THE PROBLEM:
When the line containing "target | small dome" appears in the entries below, begin printing there and stop after the line containing "task | identify every instance of the cloud"; print each of those lines exactly and no other line.
SOURCE RECORDS Block Start
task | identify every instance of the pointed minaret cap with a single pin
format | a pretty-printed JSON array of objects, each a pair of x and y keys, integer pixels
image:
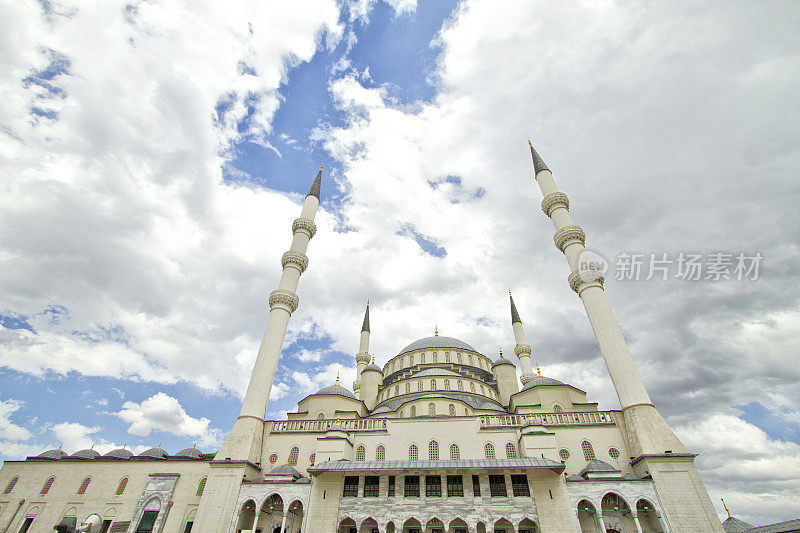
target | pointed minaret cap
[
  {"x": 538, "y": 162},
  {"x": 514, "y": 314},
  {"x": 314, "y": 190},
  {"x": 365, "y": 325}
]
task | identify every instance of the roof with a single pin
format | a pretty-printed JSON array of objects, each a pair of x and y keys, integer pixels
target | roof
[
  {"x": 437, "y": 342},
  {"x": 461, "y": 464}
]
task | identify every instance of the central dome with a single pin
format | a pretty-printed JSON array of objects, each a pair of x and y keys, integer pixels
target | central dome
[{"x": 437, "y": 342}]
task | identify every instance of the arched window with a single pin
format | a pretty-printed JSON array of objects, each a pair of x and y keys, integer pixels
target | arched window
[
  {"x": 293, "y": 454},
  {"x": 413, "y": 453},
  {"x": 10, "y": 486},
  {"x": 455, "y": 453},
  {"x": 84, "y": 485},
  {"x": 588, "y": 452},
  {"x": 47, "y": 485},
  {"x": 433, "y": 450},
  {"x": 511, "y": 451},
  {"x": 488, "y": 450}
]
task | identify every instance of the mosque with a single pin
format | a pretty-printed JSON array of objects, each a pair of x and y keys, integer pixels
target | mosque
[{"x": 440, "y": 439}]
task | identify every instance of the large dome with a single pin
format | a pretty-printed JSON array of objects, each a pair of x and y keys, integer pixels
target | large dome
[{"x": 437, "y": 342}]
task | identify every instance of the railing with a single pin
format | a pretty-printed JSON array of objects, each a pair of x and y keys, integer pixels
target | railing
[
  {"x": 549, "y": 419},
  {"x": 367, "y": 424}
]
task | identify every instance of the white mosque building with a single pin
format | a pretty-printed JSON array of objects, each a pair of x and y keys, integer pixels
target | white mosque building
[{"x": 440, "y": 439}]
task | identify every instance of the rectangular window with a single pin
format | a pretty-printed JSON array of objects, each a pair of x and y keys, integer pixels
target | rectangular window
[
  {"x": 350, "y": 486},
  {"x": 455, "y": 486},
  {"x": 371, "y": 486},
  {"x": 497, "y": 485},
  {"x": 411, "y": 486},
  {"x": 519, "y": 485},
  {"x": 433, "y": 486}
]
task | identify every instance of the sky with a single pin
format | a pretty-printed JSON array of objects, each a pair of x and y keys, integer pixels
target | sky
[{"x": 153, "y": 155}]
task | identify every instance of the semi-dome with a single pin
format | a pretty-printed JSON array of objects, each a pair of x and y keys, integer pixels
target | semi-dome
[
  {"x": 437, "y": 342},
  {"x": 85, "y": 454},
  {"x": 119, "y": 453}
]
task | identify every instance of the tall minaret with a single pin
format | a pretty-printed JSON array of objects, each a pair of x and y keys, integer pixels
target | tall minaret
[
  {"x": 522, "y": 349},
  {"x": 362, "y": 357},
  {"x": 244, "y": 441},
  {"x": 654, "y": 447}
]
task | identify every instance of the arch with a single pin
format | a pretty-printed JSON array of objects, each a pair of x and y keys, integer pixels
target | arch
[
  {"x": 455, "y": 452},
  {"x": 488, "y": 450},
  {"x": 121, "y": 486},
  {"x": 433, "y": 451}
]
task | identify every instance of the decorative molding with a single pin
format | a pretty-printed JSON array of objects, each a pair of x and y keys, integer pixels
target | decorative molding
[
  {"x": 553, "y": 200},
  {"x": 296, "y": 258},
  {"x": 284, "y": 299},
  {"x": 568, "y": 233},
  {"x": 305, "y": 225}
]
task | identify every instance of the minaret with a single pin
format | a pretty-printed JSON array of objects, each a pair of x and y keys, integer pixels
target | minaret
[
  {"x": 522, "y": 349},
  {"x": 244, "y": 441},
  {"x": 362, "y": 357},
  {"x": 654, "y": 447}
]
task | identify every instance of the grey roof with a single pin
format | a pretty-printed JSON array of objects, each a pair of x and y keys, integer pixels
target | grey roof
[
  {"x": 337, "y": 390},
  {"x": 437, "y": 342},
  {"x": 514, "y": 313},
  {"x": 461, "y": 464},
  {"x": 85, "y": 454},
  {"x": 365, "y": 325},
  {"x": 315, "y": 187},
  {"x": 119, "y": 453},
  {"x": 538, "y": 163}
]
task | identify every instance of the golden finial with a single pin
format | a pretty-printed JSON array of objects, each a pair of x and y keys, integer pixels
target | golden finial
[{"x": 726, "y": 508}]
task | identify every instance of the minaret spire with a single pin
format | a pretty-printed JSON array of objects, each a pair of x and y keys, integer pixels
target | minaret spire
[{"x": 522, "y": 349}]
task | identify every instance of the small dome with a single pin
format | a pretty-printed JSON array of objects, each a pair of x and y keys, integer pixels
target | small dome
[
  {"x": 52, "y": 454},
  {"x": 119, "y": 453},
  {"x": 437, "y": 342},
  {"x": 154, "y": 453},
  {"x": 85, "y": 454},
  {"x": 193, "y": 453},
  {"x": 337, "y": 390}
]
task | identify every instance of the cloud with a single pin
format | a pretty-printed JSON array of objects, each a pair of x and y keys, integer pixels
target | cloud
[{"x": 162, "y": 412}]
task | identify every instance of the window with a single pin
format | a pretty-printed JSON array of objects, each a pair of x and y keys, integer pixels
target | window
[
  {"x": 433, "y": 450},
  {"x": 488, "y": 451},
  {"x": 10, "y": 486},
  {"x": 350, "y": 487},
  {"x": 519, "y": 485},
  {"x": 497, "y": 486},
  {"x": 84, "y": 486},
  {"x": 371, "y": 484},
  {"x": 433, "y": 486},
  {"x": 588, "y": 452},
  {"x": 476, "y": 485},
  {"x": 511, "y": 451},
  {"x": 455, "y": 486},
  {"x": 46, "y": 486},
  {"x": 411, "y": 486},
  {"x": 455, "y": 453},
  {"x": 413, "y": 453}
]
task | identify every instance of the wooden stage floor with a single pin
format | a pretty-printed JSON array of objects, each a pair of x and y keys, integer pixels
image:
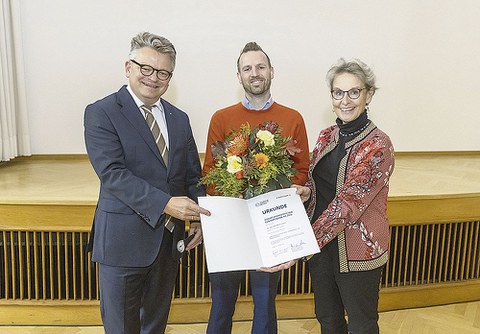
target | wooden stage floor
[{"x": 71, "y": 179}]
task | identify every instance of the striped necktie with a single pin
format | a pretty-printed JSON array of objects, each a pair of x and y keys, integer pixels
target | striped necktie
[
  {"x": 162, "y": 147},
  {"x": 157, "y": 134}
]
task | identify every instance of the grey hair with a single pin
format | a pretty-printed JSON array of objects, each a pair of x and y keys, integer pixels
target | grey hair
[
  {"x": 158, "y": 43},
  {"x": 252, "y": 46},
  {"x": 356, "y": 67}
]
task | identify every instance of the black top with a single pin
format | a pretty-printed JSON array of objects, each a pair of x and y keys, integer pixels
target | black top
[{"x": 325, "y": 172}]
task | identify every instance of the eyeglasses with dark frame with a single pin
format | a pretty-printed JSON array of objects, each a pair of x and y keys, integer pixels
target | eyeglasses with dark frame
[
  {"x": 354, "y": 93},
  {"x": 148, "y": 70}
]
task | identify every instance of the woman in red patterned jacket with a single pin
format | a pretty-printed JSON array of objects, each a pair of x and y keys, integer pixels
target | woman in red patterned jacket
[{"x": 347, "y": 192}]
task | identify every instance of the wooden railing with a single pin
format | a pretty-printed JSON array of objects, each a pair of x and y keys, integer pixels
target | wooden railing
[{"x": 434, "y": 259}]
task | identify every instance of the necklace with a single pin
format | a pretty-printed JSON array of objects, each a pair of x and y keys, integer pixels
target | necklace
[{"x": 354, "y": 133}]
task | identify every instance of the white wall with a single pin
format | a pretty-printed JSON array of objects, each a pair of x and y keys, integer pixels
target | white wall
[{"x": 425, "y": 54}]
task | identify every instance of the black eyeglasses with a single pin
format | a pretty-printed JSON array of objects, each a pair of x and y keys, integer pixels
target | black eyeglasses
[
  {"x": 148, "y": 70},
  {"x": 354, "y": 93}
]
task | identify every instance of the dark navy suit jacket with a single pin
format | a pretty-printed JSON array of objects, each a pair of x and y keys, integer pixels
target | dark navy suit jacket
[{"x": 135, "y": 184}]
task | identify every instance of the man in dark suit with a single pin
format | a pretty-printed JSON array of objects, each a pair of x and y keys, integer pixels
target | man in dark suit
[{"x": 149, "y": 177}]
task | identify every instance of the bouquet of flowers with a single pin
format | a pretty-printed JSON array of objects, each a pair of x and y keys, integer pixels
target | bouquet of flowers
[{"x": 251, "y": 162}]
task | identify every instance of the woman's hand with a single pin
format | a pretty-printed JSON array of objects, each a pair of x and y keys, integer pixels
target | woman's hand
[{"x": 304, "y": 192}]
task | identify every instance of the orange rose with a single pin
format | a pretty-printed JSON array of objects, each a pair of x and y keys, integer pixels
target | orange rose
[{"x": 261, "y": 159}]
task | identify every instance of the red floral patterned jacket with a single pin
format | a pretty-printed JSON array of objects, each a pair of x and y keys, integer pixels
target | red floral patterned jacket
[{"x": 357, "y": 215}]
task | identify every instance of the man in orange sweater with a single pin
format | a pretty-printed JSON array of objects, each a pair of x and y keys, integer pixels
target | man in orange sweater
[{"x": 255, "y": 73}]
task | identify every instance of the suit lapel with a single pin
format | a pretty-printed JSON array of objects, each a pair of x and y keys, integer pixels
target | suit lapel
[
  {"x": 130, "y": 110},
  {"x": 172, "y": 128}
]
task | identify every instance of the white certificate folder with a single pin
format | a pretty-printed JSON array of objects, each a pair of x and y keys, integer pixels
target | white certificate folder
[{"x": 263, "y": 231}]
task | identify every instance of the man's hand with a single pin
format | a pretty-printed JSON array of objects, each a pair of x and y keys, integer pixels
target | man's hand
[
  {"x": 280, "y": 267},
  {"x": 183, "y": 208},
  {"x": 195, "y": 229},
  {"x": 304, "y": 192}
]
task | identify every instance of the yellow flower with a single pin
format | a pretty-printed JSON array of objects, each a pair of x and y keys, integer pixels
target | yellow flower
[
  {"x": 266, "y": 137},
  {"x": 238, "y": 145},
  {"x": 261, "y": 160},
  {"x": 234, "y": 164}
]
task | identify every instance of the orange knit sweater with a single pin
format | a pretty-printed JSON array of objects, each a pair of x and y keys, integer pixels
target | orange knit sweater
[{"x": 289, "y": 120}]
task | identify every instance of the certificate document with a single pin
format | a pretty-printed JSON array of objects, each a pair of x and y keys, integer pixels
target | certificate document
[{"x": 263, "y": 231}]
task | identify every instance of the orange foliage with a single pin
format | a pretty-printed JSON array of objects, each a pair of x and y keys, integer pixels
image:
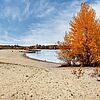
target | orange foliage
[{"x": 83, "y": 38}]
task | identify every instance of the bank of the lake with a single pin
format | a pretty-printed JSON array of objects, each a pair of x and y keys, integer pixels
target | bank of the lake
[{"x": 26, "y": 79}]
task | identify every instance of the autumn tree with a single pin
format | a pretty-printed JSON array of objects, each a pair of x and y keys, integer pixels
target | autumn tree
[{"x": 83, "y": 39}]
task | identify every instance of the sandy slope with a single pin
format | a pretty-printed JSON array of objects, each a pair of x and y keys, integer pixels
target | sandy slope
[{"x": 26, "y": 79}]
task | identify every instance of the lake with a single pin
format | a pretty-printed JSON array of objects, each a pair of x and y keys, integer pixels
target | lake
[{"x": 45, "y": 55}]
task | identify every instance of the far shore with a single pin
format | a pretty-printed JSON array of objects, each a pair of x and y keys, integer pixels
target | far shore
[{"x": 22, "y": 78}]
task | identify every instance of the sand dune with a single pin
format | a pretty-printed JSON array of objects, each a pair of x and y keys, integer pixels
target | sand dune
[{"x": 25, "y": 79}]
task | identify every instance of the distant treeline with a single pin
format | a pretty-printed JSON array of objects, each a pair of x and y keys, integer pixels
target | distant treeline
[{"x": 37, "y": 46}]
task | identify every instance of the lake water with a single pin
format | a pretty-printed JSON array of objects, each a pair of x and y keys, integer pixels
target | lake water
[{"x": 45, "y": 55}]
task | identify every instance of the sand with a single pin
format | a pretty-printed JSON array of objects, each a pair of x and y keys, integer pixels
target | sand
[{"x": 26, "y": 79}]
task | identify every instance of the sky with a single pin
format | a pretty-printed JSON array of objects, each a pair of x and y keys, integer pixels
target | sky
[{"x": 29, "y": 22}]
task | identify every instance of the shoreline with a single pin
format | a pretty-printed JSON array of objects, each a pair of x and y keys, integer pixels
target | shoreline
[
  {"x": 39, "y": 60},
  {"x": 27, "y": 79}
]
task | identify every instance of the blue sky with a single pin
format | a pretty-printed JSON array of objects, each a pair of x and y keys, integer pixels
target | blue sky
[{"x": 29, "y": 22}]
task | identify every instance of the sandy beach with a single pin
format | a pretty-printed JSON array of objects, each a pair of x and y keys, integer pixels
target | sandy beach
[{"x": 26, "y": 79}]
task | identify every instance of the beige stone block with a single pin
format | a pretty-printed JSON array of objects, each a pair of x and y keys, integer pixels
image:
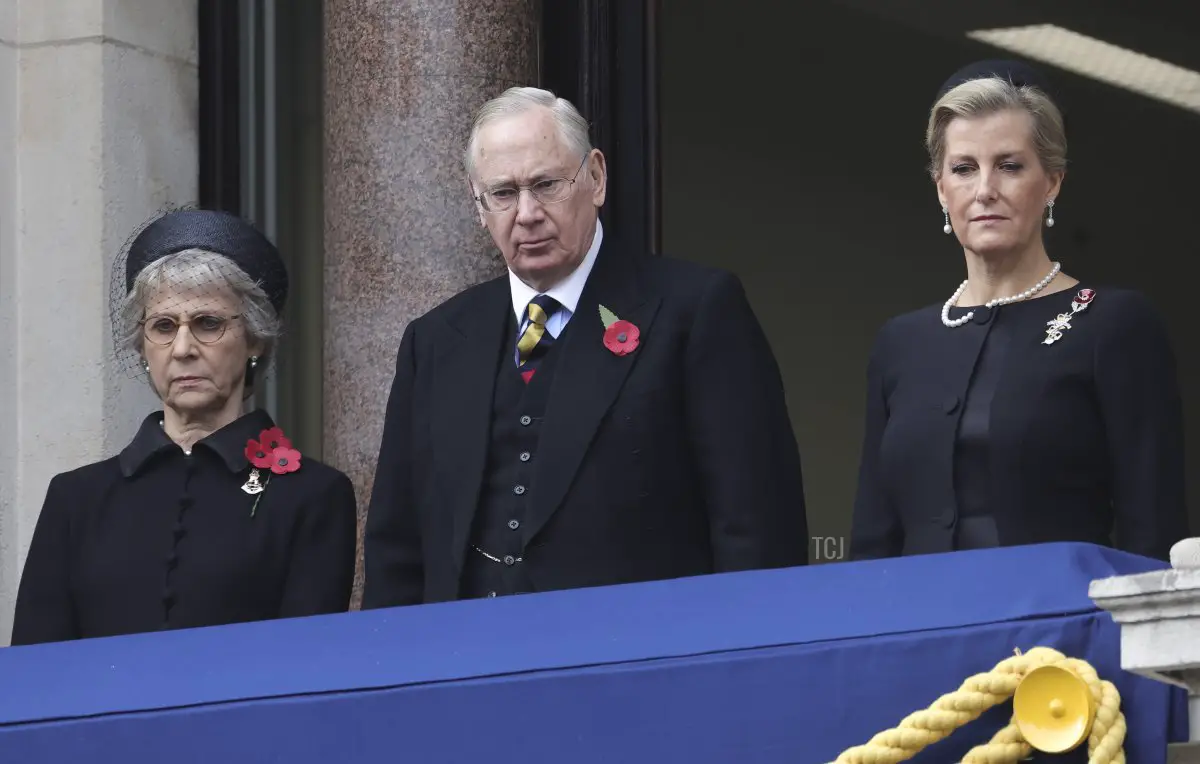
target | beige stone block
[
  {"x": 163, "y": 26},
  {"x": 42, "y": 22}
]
SOURCE RECORDS Block End
THE ANSWER:
target | small dome
[
  {"x": 52, "y": 454},
  {"x": 119, "y": 453},
  {"x": 437, "y": 342},
  {"x": 154, "y": 453},
  {"x": 85, "y": 454},
  {"x": 193, "y": 453},
  {"x": 337, "y": 390}
]
task | identify every instance of the cloud with a single pin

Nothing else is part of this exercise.